Aim of the task: Only the last stretch of the records is wanted: restate word for word the line with "fin and put a dot on each instance?" and every line after it.

[Opening Provided data section]

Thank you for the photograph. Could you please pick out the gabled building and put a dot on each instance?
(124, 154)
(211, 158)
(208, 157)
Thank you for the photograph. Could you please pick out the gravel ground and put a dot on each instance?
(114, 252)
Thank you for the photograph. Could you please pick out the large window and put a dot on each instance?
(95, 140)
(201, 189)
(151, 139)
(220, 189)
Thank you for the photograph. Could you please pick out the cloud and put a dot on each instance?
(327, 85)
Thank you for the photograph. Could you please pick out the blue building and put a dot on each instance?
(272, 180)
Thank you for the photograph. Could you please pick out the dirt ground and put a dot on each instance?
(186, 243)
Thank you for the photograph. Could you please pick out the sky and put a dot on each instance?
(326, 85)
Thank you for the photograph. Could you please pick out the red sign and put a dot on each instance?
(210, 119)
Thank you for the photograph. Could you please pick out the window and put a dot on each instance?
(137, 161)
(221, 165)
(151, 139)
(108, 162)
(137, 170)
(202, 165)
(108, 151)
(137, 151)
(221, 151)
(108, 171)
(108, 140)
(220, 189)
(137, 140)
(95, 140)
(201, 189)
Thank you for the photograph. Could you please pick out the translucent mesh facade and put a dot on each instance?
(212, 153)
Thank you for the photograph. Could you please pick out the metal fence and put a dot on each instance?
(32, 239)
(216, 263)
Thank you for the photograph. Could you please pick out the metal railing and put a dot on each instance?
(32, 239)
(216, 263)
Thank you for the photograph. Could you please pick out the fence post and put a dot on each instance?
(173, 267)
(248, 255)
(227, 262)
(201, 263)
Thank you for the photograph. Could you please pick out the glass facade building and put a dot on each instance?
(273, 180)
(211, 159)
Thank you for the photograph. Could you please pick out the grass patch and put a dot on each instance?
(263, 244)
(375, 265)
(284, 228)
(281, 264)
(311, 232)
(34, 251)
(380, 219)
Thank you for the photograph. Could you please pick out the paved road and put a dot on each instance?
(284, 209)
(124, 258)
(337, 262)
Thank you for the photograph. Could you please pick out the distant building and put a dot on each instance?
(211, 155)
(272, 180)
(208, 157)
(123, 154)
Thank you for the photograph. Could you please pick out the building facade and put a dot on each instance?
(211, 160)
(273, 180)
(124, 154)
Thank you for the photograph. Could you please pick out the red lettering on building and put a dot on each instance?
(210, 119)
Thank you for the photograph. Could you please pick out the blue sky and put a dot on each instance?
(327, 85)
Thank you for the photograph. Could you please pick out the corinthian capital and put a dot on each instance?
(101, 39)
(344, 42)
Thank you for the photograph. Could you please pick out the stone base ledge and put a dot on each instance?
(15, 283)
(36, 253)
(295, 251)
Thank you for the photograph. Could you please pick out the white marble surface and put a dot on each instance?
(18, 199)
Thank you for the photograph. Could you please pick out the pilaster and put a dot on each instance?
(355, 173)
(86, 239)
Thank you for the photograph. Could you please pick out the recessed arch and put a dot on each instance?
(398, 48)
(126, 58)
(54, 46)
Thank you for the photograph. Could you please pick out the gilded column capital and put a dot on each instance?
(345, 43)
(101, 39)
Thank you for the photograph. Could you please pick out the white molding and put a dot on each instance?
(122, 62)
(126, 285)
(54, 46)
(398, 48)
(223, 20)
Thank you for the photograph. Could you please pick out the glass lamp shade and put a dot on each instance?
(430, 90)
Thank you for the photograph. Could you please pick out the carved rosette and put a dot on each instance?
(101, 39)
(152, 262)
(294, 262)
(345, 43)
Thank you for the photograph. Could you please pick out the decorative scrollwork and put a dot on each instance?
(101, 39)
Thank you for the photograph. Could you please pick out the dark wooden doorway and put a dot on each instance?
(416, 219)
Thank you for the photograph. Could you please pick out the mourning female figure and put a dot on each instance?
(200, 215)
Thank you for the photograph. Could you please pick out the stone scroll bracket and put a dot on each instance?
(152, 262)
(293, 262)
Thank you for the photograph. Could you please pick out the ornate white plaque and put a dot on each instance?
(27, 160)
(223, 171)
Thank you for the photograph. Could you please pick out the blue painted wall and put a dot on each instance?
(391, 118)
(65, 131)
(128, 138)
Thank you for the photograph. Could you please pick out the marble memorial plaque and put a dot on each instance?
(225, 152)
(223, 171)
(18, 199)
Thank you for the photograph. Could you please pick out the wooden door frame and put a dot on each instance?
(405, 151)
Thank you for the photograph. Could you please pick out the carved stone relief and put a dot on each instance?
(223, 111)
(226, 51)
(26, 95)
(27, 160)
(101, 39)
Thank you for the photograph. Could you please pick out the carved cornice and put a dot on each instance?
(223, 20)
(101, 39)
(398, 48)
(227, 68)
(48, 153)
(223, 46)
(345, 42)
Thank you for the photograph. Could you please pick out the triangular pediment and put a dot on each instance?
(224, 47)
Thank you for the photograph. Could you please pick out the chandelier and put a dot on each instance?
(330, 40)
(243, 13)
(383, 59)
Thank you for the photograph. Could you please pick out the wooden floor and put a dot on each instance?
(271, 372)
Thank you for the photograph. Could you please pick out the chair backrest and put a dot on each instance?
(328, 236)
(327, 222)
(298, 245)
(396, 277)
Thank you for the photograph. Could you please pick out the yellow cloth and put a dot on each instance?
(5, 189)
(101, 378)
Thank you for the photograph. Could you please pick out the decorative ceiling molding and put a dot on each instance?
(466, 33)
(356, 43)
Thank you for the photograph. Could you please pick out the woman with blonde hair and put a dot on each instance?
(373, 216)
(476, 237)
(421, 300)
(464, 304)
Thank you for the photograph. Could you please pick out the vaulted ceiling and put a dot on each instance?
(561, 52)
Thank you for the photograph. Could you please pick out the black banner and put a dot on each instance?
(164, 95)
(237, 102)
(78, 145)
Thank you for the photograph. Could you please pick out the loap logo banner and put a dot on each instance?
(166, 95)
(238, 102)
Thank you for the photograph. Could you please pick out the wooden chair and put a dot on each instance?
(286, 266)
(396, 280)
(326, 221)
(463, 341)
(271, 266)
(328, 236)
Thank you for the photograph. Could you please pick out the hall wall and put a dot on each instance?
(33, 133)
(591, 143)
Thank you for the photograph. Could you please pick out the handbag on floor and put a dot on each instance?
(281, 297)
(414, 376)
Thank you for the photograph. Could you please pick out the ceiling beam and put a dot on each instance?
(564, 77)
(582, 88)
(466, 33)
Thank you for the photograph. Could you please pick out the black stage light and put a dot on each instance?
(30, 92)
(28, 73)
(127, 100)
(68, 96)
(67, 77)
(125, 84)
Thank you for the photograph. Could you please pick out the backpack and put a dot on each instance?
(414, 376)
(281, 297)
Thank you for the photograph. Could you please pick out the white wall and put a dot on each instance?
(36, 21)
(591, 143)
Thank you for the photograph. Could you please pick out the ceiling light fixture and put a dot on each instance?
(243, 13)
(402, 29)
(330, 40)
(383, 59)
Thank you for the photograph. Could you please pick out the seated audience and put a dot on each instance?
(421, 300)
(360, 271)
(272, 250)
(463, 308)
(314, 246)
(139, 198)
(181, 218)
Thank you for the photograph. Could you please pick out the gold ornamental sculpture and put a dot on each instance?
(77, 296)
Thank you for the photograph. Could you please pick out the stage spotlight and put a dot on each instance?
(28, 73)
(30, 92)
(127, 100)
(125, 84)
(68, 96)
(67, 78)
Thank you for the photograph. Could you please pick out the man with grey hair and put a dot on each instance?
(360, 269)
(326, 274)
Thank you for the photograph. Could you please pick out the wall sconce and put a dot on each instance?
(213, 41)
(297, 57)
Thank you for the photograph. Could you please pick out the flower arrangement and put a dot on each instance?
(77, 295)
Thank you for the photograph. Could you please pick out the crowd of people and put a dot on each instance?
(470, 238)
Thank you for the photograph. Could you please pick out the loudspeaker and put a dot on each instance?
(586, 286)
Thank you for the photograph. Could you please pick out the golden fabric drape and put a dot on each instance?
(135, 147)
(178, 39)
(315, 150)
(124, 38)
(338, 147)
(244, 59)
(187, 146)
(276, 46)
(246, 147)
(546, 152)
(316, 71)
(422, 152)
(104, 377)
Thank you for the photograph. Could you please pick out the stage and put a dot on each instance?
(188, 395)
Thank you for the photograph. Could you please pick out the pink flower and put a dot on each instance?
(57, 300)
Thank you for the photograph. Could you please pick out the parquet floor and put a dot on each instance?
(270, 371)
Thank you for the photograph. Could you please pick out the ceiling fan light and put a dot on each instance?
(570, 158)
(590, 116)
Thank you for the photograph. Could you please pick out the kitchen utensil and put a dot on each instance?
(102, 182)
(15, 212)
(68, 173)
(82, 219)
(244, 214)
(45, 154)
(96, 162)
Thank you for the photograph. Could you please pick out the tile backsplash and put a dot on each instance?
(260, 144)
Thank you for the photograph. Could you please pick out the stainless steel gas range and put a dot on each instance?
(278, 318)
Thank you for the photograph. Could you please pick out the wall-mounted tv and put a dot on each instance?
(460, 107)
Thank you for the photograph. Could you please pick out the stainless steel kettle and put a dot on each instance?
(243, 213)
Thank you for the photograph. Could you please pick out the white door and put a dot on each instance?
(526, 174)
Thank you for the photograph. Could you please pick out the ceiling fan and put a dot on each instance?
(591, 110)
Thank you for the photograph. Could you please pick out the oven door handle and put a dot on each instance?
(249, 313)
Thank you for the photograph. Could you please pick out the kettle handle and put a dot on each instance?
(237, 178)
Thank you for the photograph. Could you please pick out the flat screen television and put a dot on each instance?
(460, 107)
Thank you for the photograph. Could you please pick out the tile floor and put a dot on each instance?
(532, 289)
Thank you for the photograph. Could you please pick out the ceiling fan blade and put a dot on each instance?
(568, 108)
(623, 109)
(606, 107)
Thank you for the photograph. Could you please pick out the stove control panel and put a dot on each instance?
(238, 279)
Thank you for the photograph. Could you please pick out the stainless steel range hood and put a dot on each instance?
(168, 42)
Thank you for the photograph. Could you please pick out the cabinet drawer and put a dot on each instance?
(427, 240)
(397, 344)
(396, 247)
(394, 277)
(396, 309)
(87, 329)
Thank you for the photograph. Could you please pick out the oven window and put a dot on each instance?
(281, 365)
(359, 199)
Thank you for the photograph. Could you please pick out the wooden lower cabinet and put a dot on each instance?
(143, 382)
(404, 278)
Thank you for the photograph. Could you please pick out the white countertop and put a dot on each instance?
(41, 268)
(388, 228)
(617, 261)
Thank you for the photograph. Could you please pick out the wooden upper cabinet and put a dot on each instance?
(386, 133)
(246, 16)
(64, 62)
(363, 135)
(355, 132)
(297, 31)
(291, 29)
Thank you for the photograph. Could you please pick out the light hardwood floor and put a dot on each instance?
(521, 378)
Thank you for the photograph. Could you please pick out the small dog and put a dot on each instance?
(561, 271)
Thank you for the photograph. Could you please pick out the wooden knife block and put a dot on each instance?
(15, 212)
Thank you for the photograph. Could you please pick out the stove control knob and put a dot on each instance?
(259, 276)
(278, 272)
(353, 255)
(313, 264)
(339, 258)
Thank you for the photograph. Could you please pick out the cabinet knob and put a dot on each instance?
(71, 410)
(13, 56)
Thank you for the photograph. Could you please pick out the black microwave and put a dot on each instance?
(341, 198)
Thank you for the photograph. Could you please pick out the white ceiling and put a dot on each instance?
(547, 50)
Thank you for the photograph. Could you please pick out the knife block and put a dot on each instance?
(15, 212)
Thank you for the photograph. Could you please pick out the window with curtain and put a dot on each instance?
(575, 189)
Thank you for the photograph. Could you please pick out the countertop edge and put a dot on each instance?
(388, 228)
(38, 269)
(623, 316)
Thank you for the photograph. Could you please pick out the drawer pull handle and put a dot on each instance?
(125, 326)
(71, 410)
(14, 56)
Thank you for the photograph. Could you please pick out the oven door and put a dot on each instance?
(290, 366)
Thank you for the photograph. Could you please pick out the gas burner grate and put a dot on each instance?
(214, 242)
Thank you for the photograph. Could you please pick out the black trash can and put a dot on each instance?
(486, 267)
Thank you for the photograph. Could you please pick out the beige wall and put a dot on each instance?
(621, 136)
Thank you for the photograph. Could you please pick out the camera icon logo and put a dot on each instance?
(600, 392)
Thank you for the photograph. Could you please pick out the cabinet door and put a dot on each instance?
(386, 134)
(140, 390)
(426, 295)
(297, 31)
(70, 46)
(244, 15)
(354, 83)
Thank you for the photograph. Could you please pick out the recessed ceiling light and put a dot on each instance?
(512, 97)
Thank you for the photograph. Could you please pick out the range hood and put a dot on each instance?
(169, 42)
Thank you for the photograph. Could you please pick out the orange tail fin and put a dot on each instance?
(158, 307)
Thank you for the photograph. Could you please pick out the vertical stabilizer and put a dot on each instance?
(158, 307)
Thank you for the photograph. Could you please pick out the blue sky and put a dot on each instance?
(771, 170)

[Closing Provided data section]

Answer space:
Thank you for the photograph. Could you please pick out the orange tail fin and put a dot on each instance?
(158, 307)
Thank you for the photograph. Could you please pick out the vertical stabilizer and put a dot on each instance?
(158, 307)
Thank you for the photograph. Could you please pick out the blue sky and put a dot on each instance?
(771, 170)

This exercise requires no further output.